* _Problem to work on_
Retype every one of the entries below character for character, changing nothing.
::::::::
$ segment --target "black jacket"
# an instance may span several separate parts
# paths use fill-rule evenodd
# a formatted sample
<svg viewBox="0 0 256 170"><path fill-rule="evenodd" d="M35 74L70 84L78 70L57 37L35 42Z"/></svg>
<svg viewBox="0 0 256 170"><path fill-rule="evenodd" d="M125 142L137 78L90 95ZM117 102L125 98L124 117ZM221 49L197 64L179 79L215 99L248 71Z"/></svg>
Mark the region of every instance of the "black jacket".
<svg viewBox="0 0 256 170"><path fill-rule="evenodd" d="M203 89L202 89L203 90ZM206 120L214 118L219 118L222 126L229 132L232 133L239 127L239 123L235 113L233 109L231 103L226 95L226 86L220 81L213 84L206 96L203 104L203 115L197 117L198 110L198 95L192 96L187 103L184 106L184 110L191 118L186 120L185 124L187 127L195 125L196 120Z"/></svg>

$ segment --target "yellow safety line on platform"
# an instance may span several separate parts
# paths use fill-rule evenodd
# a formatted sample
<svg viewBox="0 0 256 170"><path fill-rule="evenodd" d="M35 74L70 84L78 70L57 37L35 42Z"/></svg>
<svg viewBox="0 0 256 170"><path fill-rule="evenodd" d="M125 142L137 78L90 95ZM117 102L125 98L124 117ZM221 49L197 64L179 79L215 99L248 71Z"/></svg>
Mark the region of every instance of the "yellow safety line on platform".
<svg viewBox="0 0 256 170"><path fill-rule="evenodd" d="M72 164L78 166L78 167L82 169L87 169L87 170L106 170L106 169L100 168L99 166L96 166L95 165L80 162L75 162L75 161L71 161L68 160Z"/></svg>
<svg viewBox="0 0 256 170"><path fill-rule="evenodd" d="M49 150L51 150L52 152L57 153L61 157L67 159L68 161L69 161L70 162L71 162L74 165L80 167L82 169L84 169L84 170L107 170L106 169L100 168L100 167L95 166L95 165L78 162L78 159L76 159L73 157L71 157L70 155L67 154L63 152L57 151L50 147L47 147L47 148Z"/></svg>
::::::::
* _Final result_
$ segment --target "black jacket"
# an instance may span several separate parts
# paths use fill-rule evenodd
# a formatted sample
<svg viewBox="0 0 256 170"><path fill-rule="evenodd" d="M35 74L70 84L78 70L57 37L35 42Z"/></svg>
<svg viewBox="0 0 256 170"><path fill-rule="evenodd" d="M125 142L137 78L90 95ZM117 102L125 98L124 117ZM221 49L197 64L179 79L215 99L248 71Z"/></svg>
Mark the region of every instance of the "black jacket".
<svg viewBox="0 0 256 170"><path fill-rule="evenodd" d="M203 89L202 89L203 90ZM206 120L214 118L219 118L222 126L229 132L232 133L239 127L239 123L235 113L233 109L231 103L226 95L226 86L220 81L213 84L206 96L203 104L203 115L197 117L198 110L198 95L192 96L187 103L184 106L184 110L191 118L186 120L185 124L187 127L195 125L196 120Z"/></svg>

$ segment --target "yellow safety line on platform"
# an instance may span several separate parts
# paths use fill-rule evenodd
# a formatted sample
<svg viewBox="0 0 256 170"><path fill-rule="evenodd" d="M35 74L70 84L78 70L57 37L35 42Z"/></svg>
<svg viewBox="0 0 256 170"><path fill-rule="evenodd" d="M125 142L137 78L90 95ZM117 102L125 98L124 117ZM221 49L197 64L179 79L215 99L248 71Z"/></svg>
Mark the region of every instance of the "yellow safety line on platform".
<svg viewBox="0 0 256 170"><path fill-rule="evenodd" d="M72 164L78 166L78 167L82 169L87 169L87 170L106 170L106 169L100 168L99 166L96 166L95 165L80 162L75 162L75 161L71 161L68 160Z"/></svg>
<svg viewBox="0 0 256 170"><path fill-rule="evenodd" d="M49 150L51 150L52 152L57 153L61 157L67 159L68 161L69 161L70 162L71 162L74 165L80 167L82 169L84 169L84 170L107 170L106 169L100 168L100 167L95 166L95 165L78 162L78 159L76 159L73 157L71 157L70 155L67 154L63 152L57 151L50 147L47 147L47 148Z"/></svg>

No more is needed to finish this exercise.